• _Tasks for this exercise_:
- 1) Do these statements agree with the article on making a programming language in JavaScript? Answer each with yes or no and quote the deciding words from the article.
(a) The author picked PEG.js as the parser generator because of having used it before.
(b) The code written for Ken was driven by an XML file.
(c) A parser takes input code and produces machine code.
- 2) Copy the article on making a programming language in JavaScript between "A Compiler is" and "What is AST?", inclusive.
- 3) Answer these questions from the article on making a programming language in JavaScript:
(a) On what date was it posted?
(b) Which language does it name as being compiled into JavaScript?
(c) What is the author's programming language called?

• _Document segment_:
..........
How to make your own programming language in JavaScript

jcubic

Jakub T. Jankiewicz

Posted on May 7, 2022

How to make your own programming language in JavaScript

I've wanted to have my own programming language, that will make it easier to create text-based adventure games for my Open Source project jQuery Terminal. The idea for the language came after I've created a paid gig for one person, let's call him Ken, that needed this type of game, where the user interacted with the terminal and was asked a bunch of questions and it was like an adventure game, related to Crypo. The code I've written, that Ken needed, was data-driven by a JSON file. It was working nicely, Ken could easily change the JSON and have the game changed however he wanted. I've asked if I could share the code since it was a very cool project and Ken agreed that I can do that two months after he publish the game. But after a while, I've realized that I can have something much better. My own DSL language, that will make it simpler to create text-based adventure games. A person with a bit of programming knowledge like Ken, could easily edit the game, because the language will be much simpler than complex JavaScript code that is needed for something like this. And even if I would be asked to create a game like the one for Ken, it would be much easier and faster for me. This is how Gaiman programming language has started.

I used PEG.js before, so it was my obvious choice for the parser generator. First I've started with an arithmetic example, modified it, and then added if statement and boolean expressions. When I've had this first proof of concept that was generating output JavaScript code, I was so excited that I've had to write an article and share how simple it is to create your own programming language in JavaScript.

In the end, there is a simple demo playground, and if you want something more cool, look at the Gaiman website, link on GitHub.

So to the point, let's dive in.

What is a Compiler?

A Compiler is a program that translates code from one programming language to another language. For instance, the C compiler translates a program written in C language into machine code (binary that can be interpreted by the computer). But there are also compilers that translate one human-readable language into different readable language. For instance, ClojureScript is compiled into JavaScript. This process is often called transpiling and program that does this is often called transpiler.

What is a Parser?

A Parser is a program that can be part of the compiler or interpreter. It takes input code as a sequence of characters and produces AST (Abstract Syntax Tree), which can be used by code generator (part of the compiler) to generate the output code or by the evaluator (part of interpreter) to execute it.

What is AST?
..........
• _Collected data_:
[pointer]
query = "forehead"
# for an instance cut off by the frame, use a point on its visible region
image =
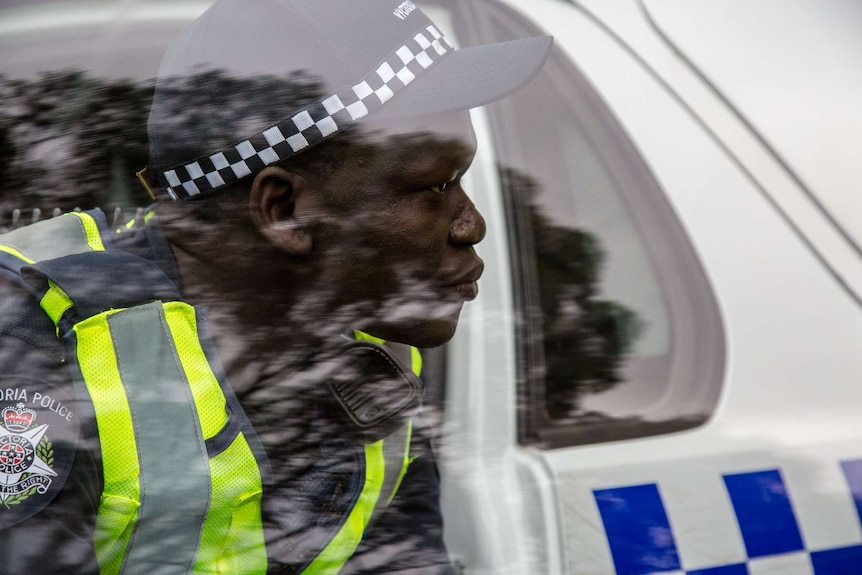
..........
• _Full answers_:
- 1)
(a) Yes: "I used PEG.js before, so it was my obvious choice for the parser generator."
(b) No: "was data-driven by a JSON file."
(c) No: "produces AST (Abstract Syntax Tree)"

- 2)
A Compiler is a program that translates code from one programming language to another language. For instance, the C compiler translates a program written in C language into machine code (binary that can be interpreted by the computer). But there are also compilers that translate one human-readable language into different readable language. For instance, ClojureScript is compiled into JavaScript. This process is often called transpiling and program that does this is often called transpiler.

What is a Parser?

A Parser is a program that can be part of the compiler or interpreter. It takes input code as a sequence of characters and produces AST (Abstract Syntax Tree), which can be used by code generator (part of the compiler) to generate the output code or by the evaluator (part of interpreter) to execute it.

What is AST?

- 3)
(a) May 7, 2022
(b) ClojureScript
(c) Gaiman